> YOUR GOAL
Copy all lines below that use the word "club".

[Start of section]

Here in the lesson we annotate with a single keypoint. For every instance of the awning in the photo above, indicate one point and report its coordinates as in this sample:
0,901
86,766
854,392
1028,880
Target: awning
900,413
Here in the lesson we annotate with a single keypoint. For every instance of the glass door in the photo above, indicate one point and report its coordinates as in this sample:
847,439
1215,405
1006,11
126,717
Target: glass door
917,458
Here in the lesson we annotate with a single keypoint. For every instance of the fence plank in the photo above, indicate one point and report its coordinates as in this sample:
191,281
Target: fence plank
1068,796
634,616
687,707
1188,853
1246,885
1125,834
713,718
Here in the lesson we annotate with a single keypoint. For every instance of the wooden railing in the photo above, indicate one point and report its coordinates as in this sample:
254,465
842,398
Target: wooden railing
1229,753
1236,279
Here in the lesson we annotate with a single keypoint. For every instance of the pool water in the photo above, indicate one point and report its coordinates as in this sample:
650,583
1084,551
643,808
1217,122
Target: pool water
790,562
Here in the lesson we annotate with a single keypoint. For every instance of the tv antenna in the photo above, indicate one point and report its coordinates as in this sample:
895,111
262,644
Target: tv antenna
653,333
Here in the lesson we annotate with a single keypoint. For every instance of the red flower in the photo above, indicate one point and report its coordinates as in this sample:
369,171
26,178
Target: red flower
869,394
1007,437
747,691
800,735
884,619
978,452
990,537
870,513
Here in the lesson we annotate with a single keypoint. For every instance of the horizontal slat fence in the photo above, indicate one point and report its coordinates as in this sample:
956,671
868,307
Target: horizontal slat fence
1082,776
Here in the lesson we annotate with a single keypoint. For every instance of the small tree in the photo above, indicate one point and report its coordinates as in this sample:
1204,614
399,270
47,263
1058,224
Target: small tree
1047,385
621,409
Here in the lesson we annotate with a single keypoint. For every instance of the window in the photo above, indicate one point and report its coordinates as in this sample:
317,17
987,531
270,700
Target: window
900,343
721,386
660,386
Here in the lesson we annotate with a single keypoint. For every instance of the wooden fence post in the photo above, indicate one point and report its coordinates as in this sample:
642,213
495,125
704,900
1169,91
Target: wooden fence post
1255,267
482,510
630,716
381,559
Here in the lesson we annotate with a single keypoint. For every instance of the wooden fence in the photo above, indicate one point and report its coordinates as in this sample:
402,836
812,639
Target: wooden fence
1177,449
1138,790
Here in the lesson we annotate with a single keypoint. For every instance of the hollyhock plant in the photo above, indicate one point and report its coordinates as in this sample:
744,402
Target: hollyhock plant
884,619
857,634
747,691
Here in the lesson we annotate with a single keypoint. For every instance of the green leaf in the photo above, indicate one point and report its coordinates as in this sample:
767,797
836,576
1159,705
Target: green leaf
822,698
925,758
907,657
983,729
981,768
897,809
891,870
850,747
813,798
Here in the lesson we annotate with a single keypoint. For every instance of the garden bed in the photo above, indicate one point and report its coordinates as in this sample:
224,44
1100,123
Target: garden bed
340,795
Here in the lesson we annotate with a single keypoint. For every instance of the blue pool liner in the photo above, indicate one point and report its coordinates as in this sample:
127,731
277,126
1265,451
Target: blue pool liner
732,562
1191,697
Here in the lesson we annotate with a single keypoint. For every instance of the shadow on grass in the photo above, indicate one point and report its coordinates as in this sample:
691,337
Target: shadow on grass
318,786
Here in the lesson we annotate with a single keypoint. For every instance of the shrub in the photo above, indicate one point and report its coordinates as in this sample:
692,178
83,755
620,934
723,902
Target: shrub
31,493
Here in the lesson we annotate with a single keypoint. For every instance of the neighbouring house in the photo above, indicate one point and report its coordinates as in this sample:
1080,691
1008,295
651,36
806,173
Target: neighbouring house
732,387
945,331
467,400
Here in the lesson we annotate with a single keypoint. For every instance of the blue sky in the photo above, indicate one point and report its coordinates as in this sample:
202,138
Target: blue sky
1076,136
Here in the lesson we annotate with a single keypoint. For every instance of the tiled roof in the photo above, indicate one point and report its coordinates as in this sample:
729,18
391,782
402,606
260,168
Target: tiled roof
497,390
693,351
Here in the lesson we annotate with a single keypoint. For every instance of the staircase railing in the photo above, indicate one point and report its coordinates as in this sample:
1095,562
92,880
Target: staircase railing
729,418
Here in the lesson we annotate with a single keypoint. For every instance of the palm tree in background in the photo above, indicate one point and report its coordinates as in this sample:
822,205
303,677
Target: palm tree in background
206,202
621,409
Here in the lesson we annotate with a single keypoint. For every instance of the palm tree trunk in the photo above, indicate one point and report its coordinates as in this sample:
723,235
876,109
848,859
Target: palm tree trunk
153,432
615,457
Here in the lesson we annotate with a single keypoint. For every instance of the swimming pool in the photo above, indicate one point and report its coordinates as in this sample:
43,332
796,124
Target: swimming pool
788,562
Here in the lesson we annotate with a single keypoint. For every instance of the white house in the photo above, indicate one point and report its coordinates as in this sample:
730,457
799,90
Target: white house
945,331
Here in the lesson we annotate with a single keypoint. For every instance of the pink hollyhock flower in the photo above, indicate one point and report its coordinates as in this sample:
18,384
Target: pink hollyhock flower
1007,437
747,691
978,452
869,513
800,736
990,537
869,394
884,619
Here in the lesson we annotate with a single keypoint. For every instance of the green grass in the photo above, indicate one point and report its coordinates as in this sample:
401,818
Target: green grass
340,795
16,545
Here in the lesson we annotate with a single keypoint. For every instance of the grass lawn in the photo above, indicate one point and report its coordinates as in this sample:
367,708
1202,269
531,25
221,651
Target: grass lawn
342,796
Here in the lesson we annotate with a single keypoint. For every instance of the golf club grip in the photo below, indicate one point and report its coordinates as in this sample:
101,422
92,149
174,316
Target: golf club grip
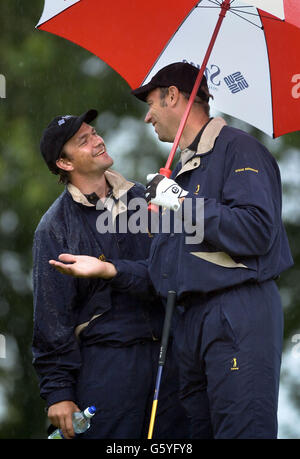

[End of section]

> SOLUTION TO THIS TASK
Here in the lesson we annotate with a single keypoint. For every instance of the golf club grip in the photo below, indicate one point and report its coordinates as in this sample:
Target: golf club grip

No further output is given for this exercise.